===== TEKS BACAAN =====

Jumat 12 Jan 2018 10:03 WIB

Kala La Nyalla 'Bongkar' Uang Mahar Prabowo

La Nyalla Mattalitti
Foto: Republika/Wihdan
La Nyalla Mattalitti

REPUBLIKA.CO.ID, Oleh: Santi Sopia, Fauziah Mursid

Gerindra membantah keras perihal permintaan uang yang dituduhkan kepada Prabowo Subianto oleh La Nyalla Mattalitti.

Kabar mengejutkan datang dari Ketua Kadin Jawa Timur La Nyalla Mattalitti terkait Pilgub Jatim 2018. Terang-terangan La Nyalla mengaku telah diminta uang mahar untuk pencalonannya sebagai cagub Jatim oleh Ketua Umum Gerindra Prabowo Subianto. Ia pun memutuskan untuk berhenti menjadi kader partai Gerindra.

Prabowo, kata La Nyalla, meminta uang untuk saksi pilgub sebesar Rp 40 miliar. Awalnya, La Nyalla menyebut ia diminta uang ratusan miliar rupiah yang dikiranya becanda. Ternyata, itu serius. Mantan ketua umum PSSI ini tak memenuhi permintaan itu yang kemudian pencalonannya sebagai cagub Jatim pun dibatalkan.

Permintaan uang itu, menurut La Nyalla, disampaikan Prabowo pada Sabtu (10/12) di Hambalang, Bogor, saat Gerindra mengumumkan Sudrajat sebagai cagub pada pilgub Jabar. Uang itu harus diserahkan paling telat tanggal 20 Desember 2018. "Kalau tidak saya tidak akan mendapat rekomendasi," kata La Nyalla, Kamis (11/1).

La Nyalla mendapat mandat sebagai cagub Jatim pada 11 Desember di mana surat itu berlaku 10 hari. Dalam perjalannya, La Nyalla gagal mendapat partai koalisi dan cawagub pendampingnya. Sempat muncul wacana menyandingkannya dengan Anang Hermansyah, namun akhirnya kandas di tengah jalan.

Gerindra akhirnya memilih bergabung dengan koalisi PDIP-PKB mendukung Gus Ipul-Puti Guntur Soekarno bersama PKS. La Nyalla sempat mengaku mengembalikan mandat pencaloannya kepada Gerindra karena gagal mendapat partai koalisi dan pendamping.

Sebelumnya, La Nyalla mengaku sempat diminta uang syarat pencalonannya sebesar Rp 170 miliar oleh Gerindra Jawa Timur. Ia menyebut salah satu petinggi Gerindra Jatim yang mensyaratkan uang sebanyak itu. Kata La Nyalla, jika tidak ada Rp 170 miliar, Rp 150 miliar juga tidak apa-apa.

"Daripada saya uang sebanyak itu untuk rekomendasi, lebih baik buat bangun masjid, santuni anak yatim," kata dia.

===== ENTRI DATA =====

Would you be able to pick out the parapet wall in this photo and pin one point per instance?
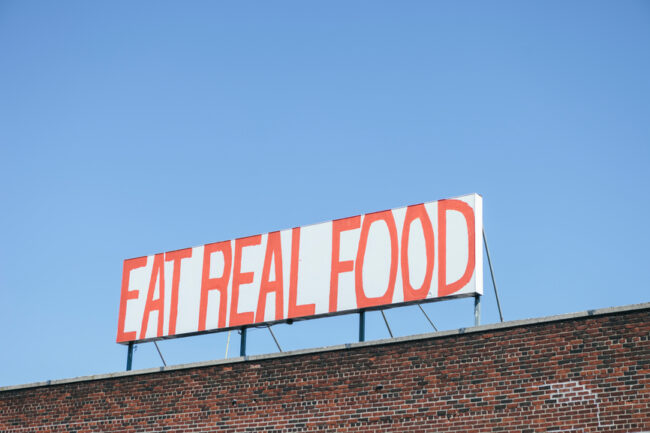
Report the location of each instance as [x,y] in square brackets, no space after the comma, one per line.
[585,372]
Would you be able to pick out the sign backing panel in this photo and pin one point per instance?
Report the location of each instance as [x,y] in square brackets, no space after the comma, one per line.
[425,252]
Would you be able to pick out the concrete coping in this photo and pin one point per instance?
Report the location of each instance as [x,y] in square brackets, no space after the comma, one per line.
[275,355]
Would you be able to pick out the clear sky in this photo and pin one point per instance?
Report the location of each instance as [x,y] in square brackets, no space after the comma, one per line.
[131,128]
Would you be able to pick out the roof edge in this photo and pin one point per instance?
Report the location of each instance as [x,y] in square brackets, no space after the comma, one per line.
[275,355]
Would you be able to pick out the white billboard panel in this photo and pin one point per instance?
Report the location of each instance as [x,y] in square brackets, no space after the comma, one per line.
[411,254]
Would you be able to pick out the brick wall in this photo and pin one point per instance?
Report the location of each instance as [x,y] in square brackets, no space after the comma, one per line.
[585,373]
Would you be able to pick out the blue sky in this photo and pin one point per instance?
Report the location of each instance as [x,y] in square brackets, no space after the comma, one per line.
[128,129]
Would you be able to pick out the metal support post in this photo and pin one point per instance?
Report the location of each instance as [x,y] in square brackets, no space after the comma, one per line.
[160,353]
[387,325]
[494,284]
[362,326]
[242,347]
[129,356]
[274,339]
[227,344]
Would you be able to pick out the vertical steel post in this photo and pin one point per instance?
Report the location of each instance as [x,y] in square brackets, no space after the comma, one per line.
[129,356]
[362,326]
[242,347]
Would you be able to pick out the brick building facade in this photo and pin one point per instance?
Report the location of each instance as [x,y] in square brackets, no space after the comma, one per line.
[583,372]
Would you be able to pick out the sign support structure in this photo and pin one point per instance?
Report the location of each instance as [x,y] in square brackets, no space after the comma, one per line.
[129,357]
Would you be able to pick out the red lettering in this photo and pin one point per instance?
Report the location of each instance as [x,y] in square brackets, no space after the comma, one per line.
[127,294]
[412,213]
[239,278]
[273,248]
[220,284]
[445,289]
[151,305]
[338,266]
[296,310]
[364,301]
[176,257]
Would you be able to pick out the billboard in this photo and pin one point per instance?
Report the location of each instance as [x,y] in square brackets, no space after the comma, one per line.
[424,252]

=====

### SOAL TUGAS A
Sebutkan semua partai politik yang disebut dalam berita tentang uang mahar La Nyalla di atas.
### SOAL TUGAS B
Teruskan berita tentang uang mahar La Nyalla dari bagian terakhir yang ada.

### HASIL TUGAS A
Gerindra, PDIP, PKB, PKS

### HASIL TUGAS B
Kisruh dugaan politik uang ini muncul menjelang kampanye pilkada serentak dimulai. Saat ini para kandidat kepala daerah baru saja menyelesaikan tes kesehatan. Isu ini muncul tak lama setelah Polri membentuk Satgas Anti-Politik Uang untuk mencegah terjadinya cara-cara kotor selama proses pilkada berjalan.

Tentu saja Gerindra membantah tudingan sepihak La Nyalla ini. Wakil Ketua Umum Partai Gerindra Fadli Zon membantah pernyataan La Nyalla yang mengaku diminta dana Rp 40 miliar oleh Prabowo.

Fadli tidak pernah mendengar maupun menemukan bukti bahwa La Nyalla dimintai uang Rp 40 miliar oleh Prabowo. "Saya kira kalau dari Pak Prabowo nggak ada ya. Kalau misalnya itu terkait dipertanyakan kesiapannya untuk menyediakan dana untuk pemilu, yang itu digunakan untuk dirinya sendiri, saya kira itu sangat mungkin," ujar Fadli di Kompleks Parlemen, Senayan, Jakarta pada Kamis (11/1).

Kebutuhan uang itu berkaitan logistik dalam kontestasi seperti pilkada yang memang membutuhkan dana, sehingga perlu kesiapan dana. Namun terkait jumlah dana yang disiapkan dan sumber dananya, tidak hanya dibebankan satu orang.

"Belum tentu dananya dari dia. Bisa juga dari penggalangan maupun dari dana yang murni. Saya kira bukan untuk Pak Prabowo apalagi Gerindra. Saya kira itu lebih pada persiapan calon yang bersangkutan," kata Fadli.

Peserta pilkada harus mempunyai logistik yang cukup seperti untuk melakukan pertemuan, perjalanan, konsumsi, dan biaya saksi-saksi di TPS.

"Sangat besar. Hitungan-hitungan itu pasti terkait dengan saksi, gerakan relawan dam sebagainya. Jadi saya kira wajar, bukan untuk kepentingan pribadi, kepentingan partai, tapi kepentingan yang bersangkutan," kata Fadli.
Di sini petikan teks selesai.